**What is expected**: Word for word, transcribe all of the records.

**Point localization data**:
▽

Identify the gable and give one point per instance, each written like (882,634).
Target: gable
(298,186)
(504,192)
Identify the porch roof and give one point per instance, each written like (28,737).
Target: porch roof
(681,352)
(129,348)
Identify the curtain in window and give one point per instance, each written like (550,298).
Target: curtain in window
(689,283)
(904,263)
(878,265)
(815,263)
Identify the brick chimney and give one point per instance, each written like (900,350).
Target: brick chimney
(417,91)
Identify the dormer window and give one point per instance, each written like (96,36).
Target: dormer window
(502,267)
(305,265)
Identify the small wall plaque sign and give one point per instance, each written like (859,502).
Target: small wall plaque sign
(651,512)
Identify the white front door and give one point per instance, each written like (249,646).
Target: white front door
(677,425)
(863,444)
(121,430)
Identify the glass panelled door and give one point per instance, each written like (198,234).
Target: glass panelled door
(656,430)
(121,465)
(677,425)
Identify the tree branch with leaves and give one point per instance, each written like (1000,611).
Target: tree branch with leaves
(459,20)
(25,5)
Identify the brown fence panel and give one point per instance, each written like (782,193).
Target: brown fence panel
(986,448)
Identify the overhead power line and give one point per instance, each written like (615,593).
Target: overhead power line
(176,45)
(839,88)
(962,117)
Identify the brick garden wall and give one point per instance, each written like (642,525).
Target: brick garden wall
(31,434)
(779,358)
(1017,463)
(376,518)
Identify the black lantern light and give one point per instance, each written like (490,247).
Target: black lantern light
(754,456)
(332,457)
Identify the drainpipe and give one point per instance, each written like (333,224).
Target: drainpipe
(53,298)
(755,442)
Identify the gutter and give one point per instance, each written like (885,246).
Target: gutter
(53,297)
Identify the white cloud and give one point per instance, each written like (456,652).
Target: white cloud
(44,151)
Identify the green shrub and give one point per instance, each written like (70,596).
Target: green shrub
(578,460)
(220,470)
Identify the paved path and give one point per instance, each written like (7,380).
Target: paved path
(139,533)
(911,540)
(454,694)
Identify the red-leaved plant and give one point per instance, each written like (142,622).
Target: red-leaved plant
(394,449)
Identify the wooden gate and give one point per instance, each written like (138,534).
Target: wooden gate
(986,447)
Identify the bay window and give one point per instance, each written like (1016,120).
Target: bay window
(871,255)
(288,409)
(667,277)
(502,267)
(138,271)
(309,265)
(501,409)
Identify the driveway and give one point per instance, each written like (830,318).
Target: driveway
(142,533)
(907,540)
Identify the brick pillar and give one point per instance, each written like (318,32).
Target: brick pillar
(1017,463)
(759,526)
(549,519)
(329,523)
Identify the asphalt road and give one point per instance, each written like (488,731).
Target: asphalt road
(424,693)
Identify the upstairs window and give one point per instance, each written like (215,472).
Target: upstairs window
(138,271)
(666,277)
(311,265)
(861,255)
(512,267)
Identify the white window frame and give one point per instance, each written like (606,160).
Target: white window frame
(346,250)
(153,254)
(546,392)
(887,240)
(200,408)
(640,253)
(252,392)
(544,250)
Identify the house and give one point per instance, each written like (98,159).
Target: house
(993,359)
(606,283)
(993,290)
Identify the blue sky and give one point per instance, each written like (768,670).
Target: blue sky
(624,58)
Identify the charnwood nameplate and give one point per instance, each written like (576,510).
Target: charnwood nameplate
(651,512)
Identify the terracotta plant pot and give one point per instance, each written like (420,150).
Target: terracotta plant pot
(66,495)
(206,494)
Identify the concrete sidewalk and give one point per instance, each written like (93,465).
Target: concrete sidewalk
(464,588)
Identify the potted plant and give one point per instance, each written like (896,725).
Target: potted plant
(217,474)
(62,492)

△

**Response for this exercise**:
Identify the gable and give one point per instance, each written like (882,634).
Target: gable
(298,186)
(504,192)
Identify the porch roof and give one point per instance, each written like (28,737).
Target: porch roof
(681,352)
(129,348)
Identify the curtain in window and give one point per instance, each written like (550,298).
Target: curtain in window
(689,283)
(904,263)
(878,265)
(815,263)
Identify the brick chimney and give one point per instance, each written like (900,350).
Target: brick chimney
(417,91)
Identify the dormer window and give one point per instance, each written like (96,36).
Target: dormer window
(502,267)
(305,265)
Identify the small wall plaque sign and give one point per instance, each written like (859,502).
Target: small wall plaque sign
(651,512)
Identify the white front door and give one point per instance, each written like (249,646).
Target: white front door
(677,425)
(863,444)
(121,430)
Identify the glass panelled door and give one point per instance, each written like (198,234).
Target: glass panelled door
(656,430)
(121,465)
(677,425)
Identify the tree branch with leaves and give one point per instance, each written like (1000,611).
Target: tree branch with leaves
(459,20)
(25,5)
Identify the brown fence panel and give one point per instance, each written like (782,193).
Target: brown fence panel
(986,448)
Identify the overhead power line and give one point per instance, each written like (615,593).
Target: overhead power line
(176,45)
(839,88)
(962,117)
Identify the brick garden wall and give one point per instance, each written like (642,525).
Target: brick garden wall
(31,434)
(779,358)
(1017,463)
(376,518)
Identify the black lantern light and give one point per instance, each written like (490,247).
Target: black lantern light
(754,456)
(332,457)
Identify the drainpipe and give one point per instance, each written like (333,224).
Target: drainpipe
(53,298)
(755,442)
Identify the gutter and give one point per instance, each written like (885,246).
Target: gutter
(53,297)
Identify the white cloud and give one point per instance, each written like (456,652).
Target: white cloud
(44,151)
Identify the green shrub and give one point per instance, each written like (70,596).
Target: green shrub
(578,460)
(220,470)
Identify the paved path and give one point per instance, each written like (7,380).
Target: paved path
(139,533)
(911,540)
(454,694)
Identify the red-leaved plant and give one point per instance, each written like (142,622).
Target: red-leaved plant
(394,449)
Identify the wooden gate and give one point per instance, each written like (138,534).
Target: wooden gate
(986,447)
Identify the bay window and give one point per instance, each written like (1016,120).
Target: bay window
(871,255)
(288,409)
(667,277)
(502,267)
(138,271)
(309,265)
(501,409)
Identify the driveway and give one point per instance, each written like (830,318).
Target: driveway
(142,533)
(907,540)
Identify the brick pillar and give one point per instance, each written like (318,32).
Target: brick pillar
(1017,463)
(759,526)
(549,519)
(329,523)
Identify the asphalt road and give one point per instance, each written like (488,731).
Target: asphalt road
(424,693)
Identify the upstairs window and give one point per instance, each written like (215,472).
Target: upstairs window
(138,271)
(666,277)
(311,265)
(861,255)
(512,267)
Identify the white window frame and give one point per instance, each written like (606,160).
Target: white window frame
(346,250)
(153,254)
(546,392)
(887,240)
(200,408)
(640,253)
(252,392)
(544,250)
Identify the house and give one point per instance, each written like (98,159).
Target: house
(993,359)
(606,283)
(993,290)
Identify the blue sky and give one point per instance, each written like (768,670).
Target: blue sky
(624,58)
Identify the charnwood nameplate and give one point per instance, each written like (576,510).
Target: charnwood nameplate
(651,512)
Identify the terracotta plant pot and give one point per instance, each written like (420,150).
Target: terracotta plant pot
(66,495)
(206,494)
Identify the concrete sidewalk and give one point per instance, each written like (93,465).
Target: concrete sidewalk
(464,588)
Identify the potted plant and give one point per instance, each written like (896,725).
Target: potted plant
(217,474)
(62,492)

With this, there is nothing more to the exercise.